--- CHECK YOUR UNDERSTANDING ---
a - Summarize the forum post about mismatched Playground and API output in two sentences.
b - In the forum post about mismatched Playground and API output, which version of the OpenAI module is the writer running?
c - Carry on the forum post about mismatched Playground and API output from its final sentence.

The exact same models are being called so there must be some technical challenge if there is a marked difference.

1 Like

Thank you for the reply and the welcome :slight_smile:

To your point – Absolutely, I’ve tested many times with max_tokens omitted (this is how I normally make my API clals). However, out of desperation, it was one variation from the Playground, so I began testing both with (and without).

I’ve used dozens of different prompts. I create special objective/quantifiable puzzles for GPT to sovle without referring to more subjective/creative tasks.

It began with a test I was running to see how GPT would do intuiting subtitle files generated by Whisper (generative TTS engine), finding more appropriate locations to divide the subtitles. In every instance I would provide sample input/output examples, etc.

When the output didn’t match, I began testing three back-to-back attempts and only used that as a benchmark if all three matched (indicating that it was a consistent/deterministic prompt).

It can’t be any difference in the prompt because I’m using the strings directly from OpenAI’s “Show Code” option, which I also print to confirm I don’t make a silly error like throwing it in a raw string. Simply put: the system/user strings are 100% perfect matches, any new-lines (\n) are processed correctly so that text is truly identical, etc.

Many other people have had the issue in the past and there does not appear to be any solution.

One person did mention updating the OpenAI module; the reason I mention that I’m running 1.8.0. Others mentioned issues with string processing (missing linefeed,etc).

--- DATA ---
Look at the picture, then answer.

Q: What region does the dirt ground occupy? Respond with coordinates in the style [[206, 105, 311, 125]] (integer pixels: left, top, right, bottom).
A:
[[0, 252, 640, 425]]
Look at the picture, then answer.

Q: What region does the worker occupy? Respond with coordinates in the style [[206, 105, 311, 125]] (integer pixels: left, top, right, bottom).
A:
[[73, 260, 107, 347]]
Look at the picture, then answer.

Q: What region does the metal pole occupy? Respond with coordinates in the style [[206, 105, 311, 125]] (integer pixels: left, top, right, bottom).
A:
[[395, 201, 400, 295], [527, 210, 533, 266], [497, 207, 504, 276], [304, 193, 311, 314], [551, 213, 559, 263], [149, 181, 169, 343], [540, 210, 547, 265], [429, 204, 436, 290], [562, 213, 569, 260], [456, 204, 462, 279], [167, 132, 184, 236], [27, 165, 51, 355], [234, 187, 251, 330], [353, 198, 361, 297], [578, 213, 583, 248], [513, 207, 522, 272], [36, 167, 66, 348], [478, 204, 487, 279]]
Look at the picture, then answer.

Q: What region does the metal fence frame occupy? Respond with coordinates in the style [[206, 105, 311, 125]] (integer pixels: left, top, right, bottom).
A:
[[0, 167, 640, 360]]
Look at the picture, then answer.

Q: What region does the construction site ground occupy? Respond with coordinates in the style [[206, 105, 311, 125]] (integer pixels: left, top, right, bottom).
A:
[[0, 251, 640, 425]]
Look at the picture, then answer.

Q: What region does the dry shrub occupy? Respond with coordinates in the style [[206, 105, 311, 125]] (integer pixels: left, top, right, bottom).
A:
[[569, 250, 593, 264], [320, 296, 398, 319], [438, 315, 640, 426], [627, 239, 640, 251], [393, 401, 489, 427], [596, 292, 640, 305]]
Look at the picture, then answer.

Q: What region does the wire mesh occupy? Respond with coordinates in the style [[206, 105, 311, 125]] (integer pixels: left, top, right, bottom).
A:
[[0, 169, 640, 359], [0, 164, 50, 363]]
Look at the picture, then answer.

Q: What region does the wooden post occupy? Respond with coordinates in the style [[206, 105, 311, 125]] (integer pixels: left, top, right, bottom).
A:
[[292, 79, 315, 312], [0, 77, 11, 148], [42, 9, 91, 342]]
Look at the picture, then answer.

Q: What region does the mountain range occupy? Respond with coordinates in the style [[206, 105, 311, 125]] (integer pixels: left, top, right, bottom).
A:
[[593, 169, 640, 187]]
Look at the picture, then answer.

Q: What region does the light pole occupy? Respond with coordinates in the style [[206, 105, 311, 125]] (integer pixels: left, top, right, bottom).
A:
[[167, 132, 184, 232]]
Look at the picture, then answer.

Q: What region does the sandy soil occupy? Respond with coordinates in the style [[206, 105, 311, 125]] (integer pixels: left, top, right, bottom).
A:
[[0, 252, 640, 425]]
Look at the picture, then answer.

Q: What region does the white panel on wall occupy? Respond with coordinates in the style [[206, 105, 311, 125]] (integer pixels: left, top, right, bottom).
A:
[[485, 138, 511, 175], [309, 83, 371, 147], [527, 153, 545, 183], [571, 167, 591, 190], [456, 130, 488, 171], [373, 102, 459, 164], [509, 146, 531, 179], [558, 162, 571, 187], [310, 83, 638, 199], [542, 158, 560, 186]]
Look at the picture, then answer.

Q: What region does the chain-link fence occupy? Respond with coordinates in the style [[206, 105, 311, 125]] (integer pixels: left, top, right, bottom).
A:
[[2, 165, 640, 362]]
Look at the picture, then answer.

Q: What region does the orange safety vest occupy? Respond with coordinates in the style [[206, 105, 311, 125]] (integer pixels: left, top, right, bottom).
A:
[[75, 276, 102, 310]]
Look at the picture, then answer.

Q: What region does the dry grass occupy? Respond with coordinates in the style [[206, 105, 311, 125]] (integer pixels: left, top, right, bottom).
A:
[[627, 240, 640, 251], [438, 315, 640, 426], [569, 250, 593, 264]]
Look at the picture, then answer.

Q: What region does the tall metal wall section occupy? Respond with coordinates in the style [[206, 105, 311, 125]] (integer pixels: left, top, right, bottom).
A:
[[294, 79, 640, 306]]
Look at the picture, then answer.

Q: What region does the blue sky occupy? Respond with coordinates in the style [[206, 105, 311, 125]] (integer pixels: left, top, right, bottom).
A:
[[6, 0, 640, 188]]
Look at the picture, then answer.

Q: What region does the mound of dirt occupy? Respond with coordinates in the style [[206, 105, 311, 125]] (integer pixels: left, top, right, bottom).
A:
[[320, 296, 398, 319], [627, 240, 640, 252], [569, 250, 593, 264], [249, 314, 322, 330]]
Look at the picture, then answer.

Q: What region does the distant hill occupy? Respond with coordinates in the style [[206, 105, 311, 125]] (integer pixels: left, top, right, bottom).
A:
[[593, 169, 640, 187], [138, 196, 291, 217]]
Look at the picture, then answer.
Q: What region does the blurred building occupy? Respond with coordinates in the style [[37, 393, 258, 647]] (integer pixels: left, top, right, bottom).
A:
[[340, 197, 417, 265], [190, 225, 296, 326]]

--- RESULTS IN ORDER ---
a - The writer has tested dozens of prompts with and without max_tokens and confirmed that the system and user strings exactly match those from OpenAI's "Show Code" option, yet the output still did not match. Many others have reported the same issue with no apparent solution, and the writer notes running OpenAI module version 1.8.0 because one person suggested updating that module.

b - Version 1.8.0.

c -
I’ve spent hours testing/assuring no difference among dozens of different prompts and hundreds of variations.

Seed
My final idea was to force the same seed; however, I do not understand how I would obtain the seed from the Playground to assure I’m using the same seed value in the API calls.

Without seeing some example prompts and the two different replies generated I’m unable to make any tests on this end unfortunately.

I would hate for anyone to waste time testing after I’ve spent so much time doing the same.

My hope was that there might be a known issue, or some method to obtain the seed based on the documentation. However, I don’t see any way to obtain the seed from the Playground.

If there are no known issues, the easiest and most sensible route is to switch from Playground and create a simple UI of my own to conduct testing directly through the API.

Again, I don’t want to waste any of your time testing; however, if you’re curious purely for academic reasons, I’ll attach an example of a prompt. Just don’t spend any time attempting to test; I’ve already invested so much time in variations due to the potential issues w/ non-deterministic output.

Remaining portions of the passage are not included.